Study questions -
1. In the abstract on AIDS patients in group psychotherapy, how can the factor of deviancy/stigma be dealt with?
2. Decide whether each statement agrees with the abstract on AIDS patients in group psychotherapy, answering yes or no and quoting the words that settle it: (a) The paper was presented at the 97th Annual Meeting of the American Psychological Association. (b) The abstract names two factors that interfere with AIDS patients receiving social support. (c) The factor of early death can be dealt with by encouraging mourning.

Reading passage -
========

ERIC Number: ED347466
Record Type: RIE
Publication Date: 1989-Aug-14
Complications in Working with AIDS Patients in Group Psychotherapy.
Numerous research studies have documented that for patients coping with chronic illness, social support is extremely important in facilitating adjustment to the illness. The support may come from organized therapy and self-help groups or from interpersonal relationships outside a group. However, Acquired Immune Deficiency Syndrome (AIDS) is a chronic illness with characteristics that seriously interfere with patients receiving social support of any kind. Three factors: the threat of a drastically shortened life, an unpredictable illness course, and stigma, not only interfere with AIDS patients receiving sustained social support from the outside world but can dramatically influence the process of a psychotherapy group. The factor of early death, which can impact group cohesion, can be dealt with by encouraging mourning and facilitating accurate interpretation of group process. The factors of an unpredictable illness course can impact group cohesion by helplessness, making continuity across sessions difficult, and by excessive focus on individuals. These factors can be dealt with by encouraging expression of feelings, and focusing on the present and on group process. The factor of deviancy/stigma can impact group cohesion by rejection/hatred of self and others, but can be dealt with by providing unconditional acceptance. Therapy is often a matter of helping the patient appreciate life's complexities - to enlarge his/her cognitive worldview and spectrum of emotional functioning. (ABL)
Publication Type: Speeches/Meeting Papers
Education Level: N/A
Authoring Institution: N/A
Note: Paper presented at the Annual Meeting of the American Psychological Association (97th, New Orleans, LA, August 11-15, 1989).

========

Data entries:
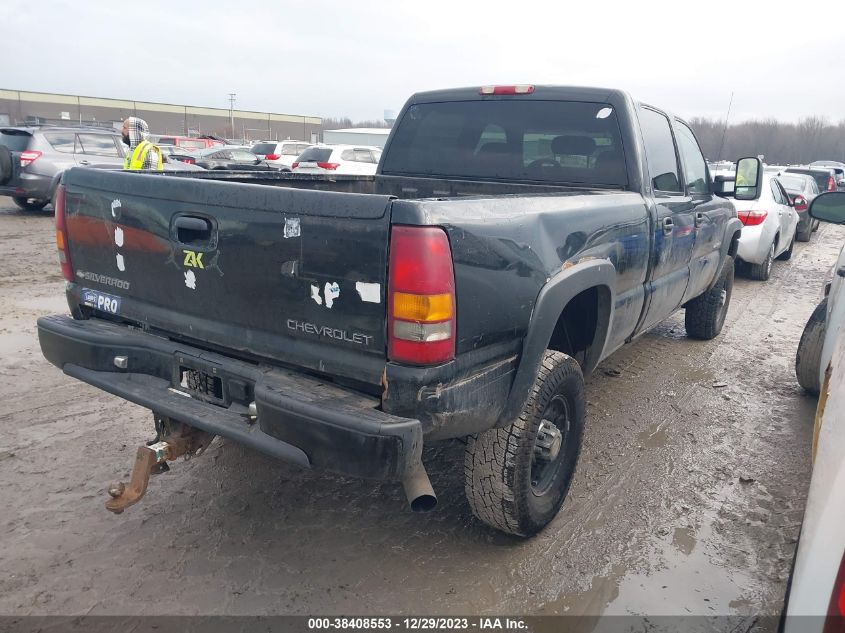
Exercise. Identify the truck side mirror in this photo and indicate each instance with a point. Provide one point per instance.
(829, 207)
(749, 178)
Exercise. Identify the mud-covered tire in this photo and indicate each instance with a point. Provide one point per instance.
(787, 254)
(705, 315)
(507, 484)
(806, 234)
(808, 356)
(30, 204)
(762, 272)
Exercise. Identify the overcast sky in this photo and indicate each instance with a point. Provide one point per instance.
(357, 57)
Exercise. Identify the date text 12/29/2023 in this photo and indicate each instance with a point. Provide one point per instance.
(417, 624)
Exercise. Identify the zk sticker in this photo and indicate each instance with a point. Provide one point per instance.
(193, 259)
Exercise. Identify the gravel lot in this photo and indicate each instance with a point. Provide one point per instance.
(687, 500)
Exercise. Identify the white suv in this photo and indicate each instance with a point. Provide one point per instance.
(338, 159)
(817, 586)
(279, 154)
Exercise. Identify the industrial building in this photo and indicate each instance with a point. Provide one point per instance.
(19, 107)
(373, 137)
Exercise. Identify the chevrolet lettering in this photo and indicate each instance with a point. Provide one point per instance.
(335, 333)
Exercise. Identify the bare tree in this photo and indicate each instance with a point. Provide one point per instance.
(811, 138)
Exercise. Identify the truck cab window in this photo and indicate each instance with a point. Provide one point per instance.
(660, 151)
(695, 169)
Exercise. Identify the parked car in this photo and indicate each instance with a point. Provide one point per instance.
(768, 232)
(281, 154)
(338, 159)
(802, 189)
(236, 158)
(817, 584)
(45, 152)
(839, 167)
(176, 153)
(190, 142)
(826, 177)
(505, 247)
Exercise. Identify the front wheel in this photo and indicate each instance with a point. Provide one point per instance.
(787, 254)
(30, 204)
(705, 315)
(516, 478)
(808, 356)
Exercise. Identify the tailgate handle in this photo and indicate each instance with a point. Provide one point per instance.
(192, 230)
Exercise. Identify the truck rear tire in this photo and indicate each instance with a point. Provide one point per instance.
(30, 204)
(761, 272)
(516, 478)
(705, 315)
(787, 254)
(808, 356)
(806, 234)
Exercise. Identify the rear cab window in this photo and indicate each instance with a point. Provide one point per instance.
(821, 177)
(64, 142)
(99, 144)
(566, 142)
(315, 155)
(660, 151)
(263, 148)
(695, 167)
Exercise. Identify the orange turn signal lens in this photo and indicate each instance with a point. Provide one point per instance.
(425, 308)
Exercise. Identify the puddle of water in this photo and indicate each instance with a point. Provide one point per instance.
(684, 540)
(691, 582)
(653, 437)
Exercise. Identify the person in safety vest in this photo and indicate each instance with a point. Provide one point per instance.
(142, 154)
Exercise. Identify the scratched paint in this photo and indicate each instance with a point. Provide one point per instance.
(370, 293)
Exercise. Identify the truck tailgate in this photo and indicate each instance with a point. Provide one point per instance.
(294, 275)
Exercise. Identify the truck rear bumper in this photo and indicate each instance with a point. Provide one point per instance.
(300, 418)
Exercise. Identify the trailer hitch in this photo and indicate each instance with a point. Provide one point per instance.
(153, 458)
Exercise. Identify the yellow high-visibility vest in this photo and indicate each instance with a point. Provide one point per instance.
(135, 159)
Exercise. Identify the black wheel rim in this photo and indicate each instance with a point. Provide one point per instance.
(554, 429)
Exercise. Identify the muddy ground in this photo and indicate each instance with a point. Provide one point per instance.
(687, 499)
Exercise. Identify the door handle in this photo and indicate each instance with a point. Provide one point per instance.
(192, 230)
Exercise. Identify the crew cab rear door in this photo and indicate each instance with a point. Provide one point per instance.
(710, 213)
(294, 275)
(673, 238)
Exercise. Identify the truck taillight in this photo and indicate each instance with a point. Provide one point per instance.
(421, 296)
(61, 234)
(29, 157)
(752, 218)
(835, 621)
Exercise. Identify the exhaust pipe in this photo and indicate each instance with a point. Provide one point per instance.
(418, 490)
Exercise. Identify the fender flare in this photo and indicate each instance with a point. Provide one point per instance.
(551, 301)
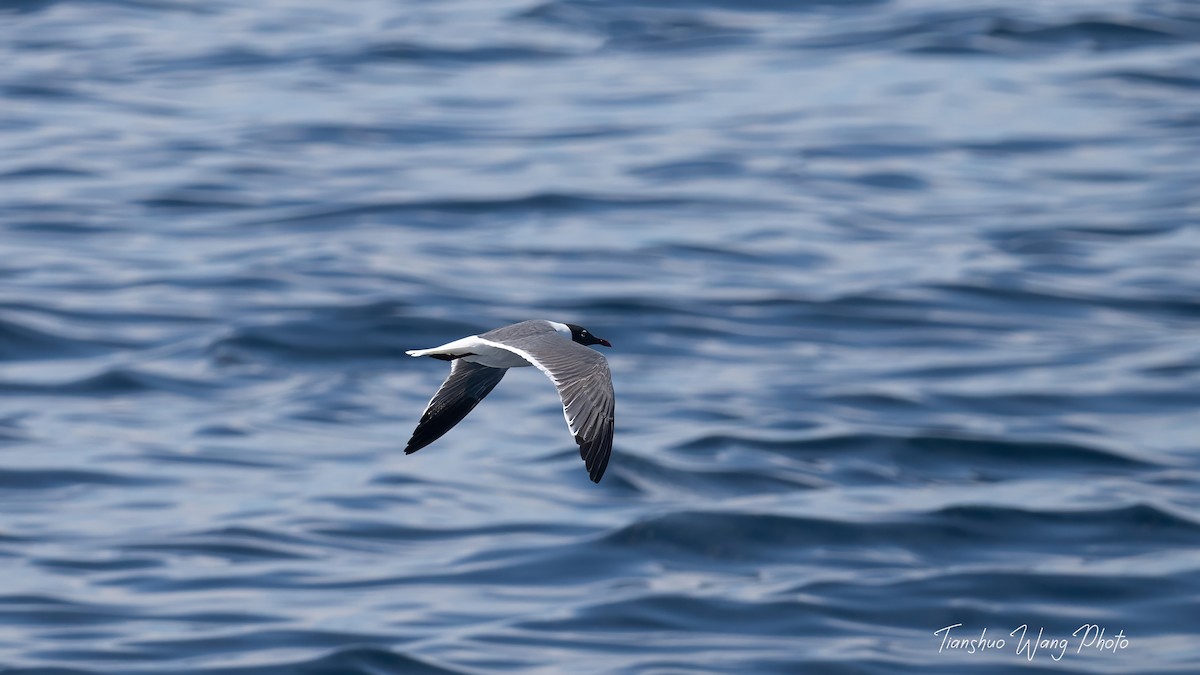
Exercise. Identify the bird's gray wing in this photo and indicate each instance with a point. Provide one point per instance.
(462, 390)
(585, 384)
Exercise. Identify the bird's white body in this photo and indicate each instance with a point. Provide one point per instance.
(485, 352)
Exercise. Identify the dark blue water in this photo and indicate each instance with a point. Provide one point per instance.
(905, 299)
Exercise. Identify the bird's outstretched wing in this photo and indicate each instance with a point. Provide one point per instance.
(462, 390)
(585, 384)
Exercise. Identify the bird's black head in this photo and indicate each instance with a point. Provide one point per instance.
(582, 336)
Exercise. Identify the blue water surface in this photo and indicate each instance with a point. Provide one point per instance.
(904, 294)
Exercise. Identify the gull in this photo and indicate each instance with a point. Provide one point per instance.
(479, 362)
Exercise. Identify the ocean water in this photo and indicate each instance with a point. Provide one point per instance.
(904, 294)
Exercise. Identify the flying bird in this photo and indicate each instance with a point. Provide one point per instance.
(479, 362)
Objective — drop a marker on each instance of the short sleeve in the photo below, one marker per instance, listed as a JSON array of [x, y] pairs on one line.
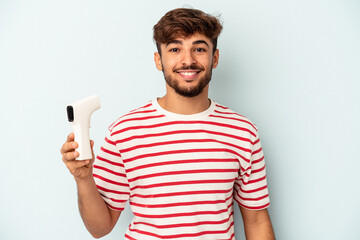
[[250, 190], [110, 176]]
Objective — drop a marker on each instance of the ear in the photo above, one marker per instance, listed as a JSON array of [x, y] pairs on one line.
[[216, 58], [157, 60]]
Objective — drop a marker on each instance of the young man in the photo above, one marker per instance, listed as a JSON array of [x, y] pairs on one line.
[[180, 159]]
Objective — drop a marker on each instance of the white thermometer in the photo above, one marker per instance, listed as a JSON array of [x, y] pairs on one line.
[[79, 114]]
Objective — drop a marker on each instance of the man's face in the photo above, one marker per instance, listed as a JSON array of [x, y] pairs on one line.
[[187, 64]]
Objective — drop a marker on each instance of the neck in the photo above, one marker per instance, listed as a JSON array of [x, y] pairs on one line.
[[176, 103]]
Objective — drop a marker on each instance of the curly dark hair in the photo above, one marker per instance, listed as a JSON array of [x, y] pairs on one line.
[[184, 22]]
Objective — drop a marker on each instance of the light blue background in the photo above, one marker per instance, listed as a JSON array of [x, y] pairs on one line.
[[292, 67]]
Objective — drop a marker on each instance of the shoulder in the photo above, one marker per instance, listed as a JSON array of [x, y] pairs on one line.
[[227, 115]]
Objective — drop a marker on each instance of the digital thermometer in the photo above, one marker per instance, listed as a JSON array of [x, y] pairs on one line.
[[79, 114]]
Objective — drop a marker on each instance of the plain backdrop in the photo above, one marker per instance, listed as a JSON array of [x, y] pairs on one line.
[[292, 67]]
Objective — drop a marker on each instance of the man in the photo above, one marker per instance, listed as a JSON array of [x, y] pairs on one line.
[[180, 159]]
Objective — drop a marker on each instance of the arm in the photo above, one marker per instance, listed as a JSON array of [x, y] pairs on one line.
[[97, 217], [257, 224]]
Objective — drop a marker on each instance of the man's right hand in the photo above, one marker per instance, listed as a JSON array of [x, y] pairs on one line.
[[80, 169]]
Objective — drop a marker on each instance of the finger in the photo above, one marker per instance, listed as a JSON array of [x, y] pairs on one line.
[[70, 156], [75, 165], [70, 137], [69, 147]]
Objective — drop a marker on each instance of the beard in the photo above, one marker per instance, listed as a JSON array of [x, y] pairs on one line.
[[192, 91]]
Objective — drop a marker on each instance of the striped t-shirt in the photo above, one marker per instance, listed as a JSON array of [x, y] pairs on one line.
[[181, 173]]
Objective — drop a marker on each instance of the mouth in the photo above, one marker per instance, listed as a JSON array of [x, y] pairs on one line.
[[188, 74]]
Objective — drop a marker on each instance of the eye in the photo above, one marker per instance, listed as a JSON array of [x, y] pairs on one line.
[[200, 50], [174, 50]]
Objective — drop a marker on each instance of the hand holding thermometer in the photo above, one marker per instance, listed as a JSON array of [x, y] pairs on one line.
[[79, 114]]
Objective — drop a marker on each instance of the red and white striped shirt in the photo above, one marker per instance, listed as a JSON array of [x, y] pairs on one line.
[[182, 172]]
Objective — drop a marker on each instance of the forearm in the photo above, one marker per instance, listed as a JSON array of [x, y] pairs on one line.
[[93, 209], [259, 231], [257, 224]]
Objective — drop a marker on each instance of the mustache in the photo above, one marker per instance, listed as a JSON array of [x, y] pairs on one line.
[[190, 67]]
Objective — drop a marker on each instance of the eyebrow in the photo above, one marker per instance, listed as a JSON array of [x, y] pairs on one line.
[[180, 42]]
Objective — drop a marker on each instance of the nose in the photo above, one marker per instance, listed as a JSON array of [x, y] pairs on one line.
[[188, 58]]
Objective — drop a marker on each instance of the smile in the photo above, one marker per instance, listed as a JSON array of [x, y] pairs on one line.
[[188, 75]]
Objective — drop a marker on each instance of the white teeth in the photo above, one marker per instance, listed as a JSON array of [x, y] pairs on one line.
[[188, 73]]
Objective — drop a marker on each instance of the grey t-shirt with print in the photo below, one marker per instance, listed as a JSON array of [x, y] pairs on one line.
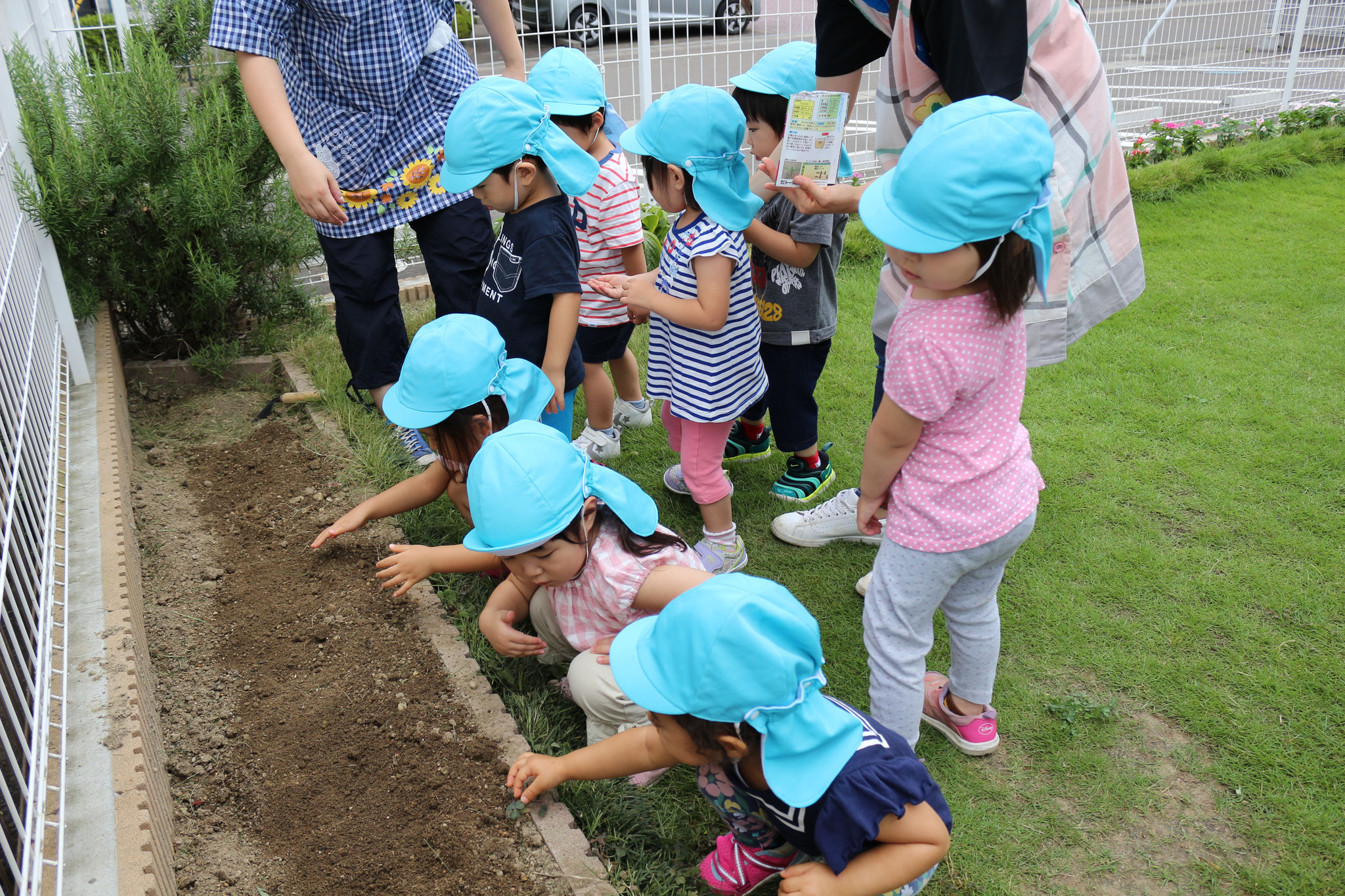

========

Per-task answers -
1. By providing unconditional acceptance.

2.
(a) Yes: "Paper presented at the Annual Meeting of the American Psychological Association (97th, New Orleans, LA, August 11-15, 1989)."
(b) No: "Three factors: the threat of a drastically shortened life, an unpredictable illness course, and stigma."
(c) Yes: "can be dealt with by encouraging mourning and facilitating accurate interpretation of group process."